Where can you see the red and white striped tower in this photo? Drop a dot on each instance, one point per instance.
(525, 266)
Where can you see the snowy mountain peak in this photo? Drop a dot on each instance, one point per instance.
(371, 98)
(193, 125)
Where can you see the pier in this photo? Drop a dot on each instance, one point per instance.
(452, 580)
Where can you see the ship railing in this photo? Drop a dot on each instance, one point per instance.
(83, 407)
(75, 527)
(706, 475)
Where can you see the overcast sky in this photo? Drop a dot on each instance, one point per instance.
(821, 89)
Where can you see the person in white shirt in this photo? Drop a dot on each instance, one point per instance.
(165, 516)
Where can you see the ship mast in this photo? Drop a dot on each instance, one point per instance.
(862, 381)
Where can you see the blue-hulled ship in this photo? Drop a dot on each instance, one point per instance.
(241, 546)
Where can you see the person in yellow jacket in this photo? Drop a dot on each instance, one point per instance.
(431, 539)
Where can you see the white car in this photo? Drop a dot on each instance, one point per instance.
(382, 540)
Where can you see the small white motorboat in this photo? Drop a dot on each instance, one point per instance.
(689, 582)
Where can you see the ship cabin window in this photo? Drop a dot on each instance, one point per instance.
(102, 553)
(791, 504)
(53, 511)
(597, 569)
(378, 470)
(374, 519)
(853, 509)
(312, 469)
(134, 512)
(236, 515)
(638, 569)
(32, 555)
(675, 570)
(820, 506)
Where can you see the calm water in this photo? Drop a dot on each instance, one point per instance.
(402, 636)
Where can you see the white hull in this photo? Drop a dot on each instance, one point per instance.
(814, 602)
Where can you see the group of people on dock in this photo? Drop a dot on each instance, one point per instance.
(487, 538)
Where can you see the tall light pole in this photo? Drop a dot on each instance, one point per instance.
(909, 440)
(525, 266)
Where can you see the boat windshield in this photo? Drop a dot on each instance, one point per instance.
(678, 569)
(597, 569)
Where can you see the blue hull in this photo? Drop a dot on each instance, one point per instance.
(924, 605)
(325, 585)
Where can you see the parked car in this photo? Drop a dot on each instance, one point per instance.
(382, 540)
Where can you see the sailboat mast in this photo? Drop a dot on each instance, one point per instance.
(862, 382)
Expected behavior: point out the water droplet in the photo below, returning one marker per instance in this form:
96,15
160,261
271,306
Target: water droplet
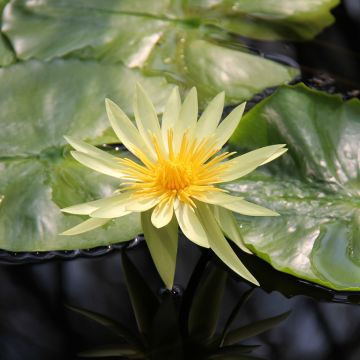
291,229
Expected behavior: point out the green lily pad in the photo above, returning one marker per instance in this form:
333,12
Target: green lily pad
315,186
157,37
42,102
269,19
6,55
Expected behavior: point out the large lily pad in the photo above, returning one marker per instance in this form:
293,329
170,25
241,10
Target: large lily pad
40,103
6,54
158,37
268,19
315,187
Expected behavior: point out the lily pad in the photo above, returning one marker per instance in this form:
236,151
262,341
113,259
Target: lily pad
157,37
6,55
42,102
269,19
315,187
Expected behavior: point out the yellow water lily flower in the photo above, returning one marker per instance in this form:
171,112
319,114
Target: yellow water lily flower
175,180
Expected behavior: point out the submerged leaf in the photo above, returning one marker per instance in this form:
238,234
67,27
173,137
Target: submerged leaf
116,350
115,327
253,329
163,245
206,305
143,300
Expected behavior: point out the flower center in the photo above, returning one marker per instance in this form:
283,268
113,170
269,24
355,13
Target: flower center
173,175
184,173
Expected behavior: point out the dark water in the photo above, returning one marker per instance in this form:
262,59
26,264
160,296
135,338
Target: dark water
34,323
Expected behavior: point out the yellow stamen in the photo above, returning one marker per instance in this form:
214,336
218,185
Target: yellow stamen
191,171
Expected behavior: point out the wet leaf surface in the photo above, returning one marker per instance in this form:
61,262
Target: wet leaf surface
315,187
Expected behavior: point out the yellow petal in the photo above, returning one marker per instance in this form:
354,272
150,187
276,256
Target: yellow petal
187,118
162,214
244,164
163,245
219,244
190,225
171,113
113,209
230,227
85,226
142,204
146,119
125,130
101,165
210,118
235,203
228,125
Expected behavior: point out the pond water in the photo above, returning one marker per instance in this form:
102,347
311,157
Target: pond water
323,324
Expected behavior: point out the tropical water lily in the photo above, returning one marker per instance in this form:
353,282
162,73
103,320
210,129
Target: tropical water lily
173,181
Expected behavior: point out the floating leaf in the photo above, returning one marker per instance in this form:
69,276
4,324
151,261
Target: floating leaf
42,102
162,37
267,20
315,187
6,55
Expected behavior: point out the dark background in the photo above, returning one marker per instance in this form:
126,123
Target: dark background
34,323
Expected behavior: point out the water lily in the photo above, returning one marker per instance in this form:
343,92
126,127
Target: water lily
174,180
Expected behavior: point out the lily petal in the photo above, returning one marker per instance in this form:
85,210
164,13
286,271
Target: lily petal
163,245
235,203
187,118
228,125
85,226
146,119
90,150
211,116
219,244
142,204
124,128
97,164
226,219
171,113
162,214
191,225
244,164
113,209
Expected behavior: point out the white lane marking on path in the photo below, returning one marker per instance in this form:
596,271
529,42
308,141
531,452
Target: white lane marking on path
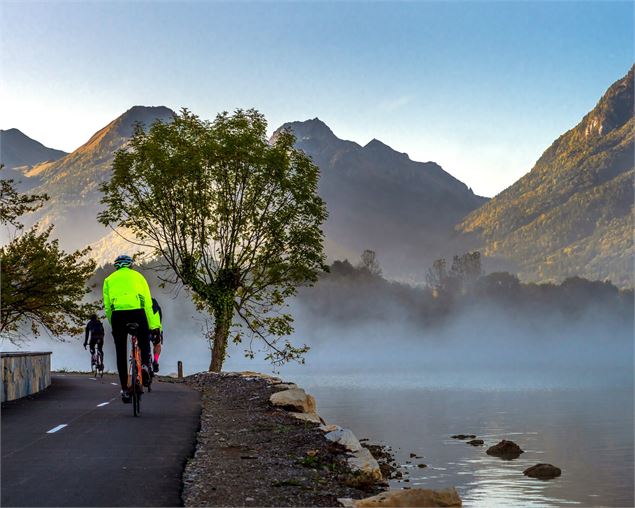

○ ○ ○ ○ ○

__Exercise requirements__: Please retype the whole listing above exactly, without any of its images.

__Your response__:
Where can you see the red and white striped tower in this photo? Drop a dot on each instance, one point per instance.
(525, 266)
Where can you see the snowy mountain peak in this photo? Drop a dot on each instance, one point per instance.
(371, 98)
(193, 125)
Where can you see the pier in this photo? Drop a dot on each instance, one point per instance.
(452, 580)
Where can you see the ship railing in this photo? Drop a dot on each instance, one point per instance.
(83, 407)
(75, 527)
(706, 475)
Where can you see the overcast sky in this photo? Drop a dot on each instance, one point per instance.
(821, 89)
Where can you see the person in white shirt in this photo? Drop a dot on each instance, one point per instance.
(165, 516)
Where can you see the ship mast in this photo? Drop a dot on each instance, one point per instance.
(862, 381)
Where can you see the blue-hulled ship in this photo? Drop a dot on each instance, one point per instance.
(241, 546)
Where can you see the person in yellow jacket in this photo? Drop a dot on each instance, one point per instance.
(431, 539)
Where can you see the white car in this photo? Drop a dot on each instance, one point per instance.
(382, 540)
Where can you see the small white motorboat in this photo? Drop a dot on each instance, one point per instance.
(689, 582)
Where can you see the ship cabin window in this photo? Drop a dot on each instance, one point per instance.
(102, 553)
(791, 504)
(53, 511)
(597, 569)
(378, 470)
(374, 519)
(853, 509)
(312, 469)
(134, 512)
(236, 515)
(638, 569)
(32, 555)
(675, 570)
(820, 506)
Where can you see the calm water in this photo? Drop a dot on each instance, one point per instance.
(402, 636)
Where can you see the white hull in this photo? Drop a dot on each instance, one point per instance.
(814, 602)
Where can you see the group of people on dock in this photo? Drop a dot on each instance, one point per instance.
(487, 538)
Where can you see the tall light pole in this photo? Drop a dot on each instance, one point per instance.
(909, 440)
(525, 266)
Where can you see the boat windshield in this photo? Drop a dot on each instance, one point per instance.
(678, 569)
(597, 569)
Where can you see the blue hull in this photo? Drop a dot on each instance, one point per instance.
(924, 605)
(325, 585)
Where can you see the parked car in this photo? Drop a dot on each instance, one point per instance.
(382, 540)
Where can you see the sailboat mast in this photo? Drop a dot on each instance, one point per instance.
(862, 382)
Expected behavior: point out the water droplet in the photo below, returning one marker per instance in this form:
96,15
160,261
271,306
Target: water droplet
291,229
Expected behavior: point out the green lily pad in the photo above, returning one marker per instance in this form:
333,12
Target: green lily pad
315,186
157,37
42,102
269,19
6,55
Expected behavior: point out the large lily pad in the photo above, returning one marker per instance in this form:
293,329
170,25
241,10
Target: large lily pad
40,103
6,54
158,37
268,19
315,187
Expected behavior: point out the lily pad in the photo above, returning one marker per instance in this form:
236,151
262,341
113,259
Target: lily pad
157,37
6,55
42,102
269,19
315,187
Expected behavior: point out the yellow water lily flower in the photo above, returning one marker per instance in this form:
171,112
319,114
Target: yellow water lily flower
175,180
Expected behavior: point out the submerged leaf in the photo above, returning one marker per instance in this form:
238,234
67,27
173,137
Target: submerged leaf
116,350
115,327
253,329
163,245
206,305
143,300
Expected behavior: point out the flower center in the photo above, returning one marker per instance in this form:
283,268
113,170
269,24
355,13
Target: flower center
173,175
184,173
Expected behavior: point out the dark water in the photo above, returning one marker per instance in this form:
262,59
26,264
160,296
135,338
Target: dark water
34,323
Expected behavior: point out the yellow stamen in the photo above, returning one marker per instance in this form:
214,336
218,185
Target: yellow stamen
191,171
Expected behavior: point out the wet leaf surface in the photo above, returning one marker per instance in this form:
61,262
Target: wet leaf surface
315,187
Expected behavior: point out the yellow petal in the photo above, returning one marker per instance in this form:
354,272
150,187
276,256
Target: yellow petal
187,118
162,214
244,164
163,245
219,244
190,225
171,113
113,209
230,227
85,226
142,204
146,119
125,130
101,165
210,118
235,203
228,125
Expected behavior: point out the pond water in the photo above, returning one marker per instance in this form:
102,347
311,157
Target: pond water
323,324
Expected behavior: point out the tropical water lily in the photo above, returning one marker per instance in this form:
353,282
162,73
103,320
210,129
Target: tropical water lily
173,181
Expected behavior: point out the floating leaf in the photo above, returning one marker per instance in this form:
69,276
4,324
151,261
Target: floating leaf
42,102
162,37
267,20
315,187
6,55
Expected behavior: point out the dark background in the photo above, returning one marker per instance in this form:
126,123
Target: dark background
34,323
Expected behavior: point out the water lily in the photo above, returning one marker per instance in this form:
343,92
126,127
Target: water lily
174,180
Expected behavior: point out the lily petal in the photo above, returning one marker per instance in this form:
85,210
164,13
286,271
Target: lily petal
163,245
235,203
187,118
228,125
85,226
146,119
90,150
211,116
219,244
142,204
124,128
97,164
226,219
171,113
162,214
191,225
244,164
113,209
Expected behavior: point out the white lane marking on path in the photo below, returning one marker per instance in this form:
596,271
529,42
308,141
531,452
Target: white lane marking on path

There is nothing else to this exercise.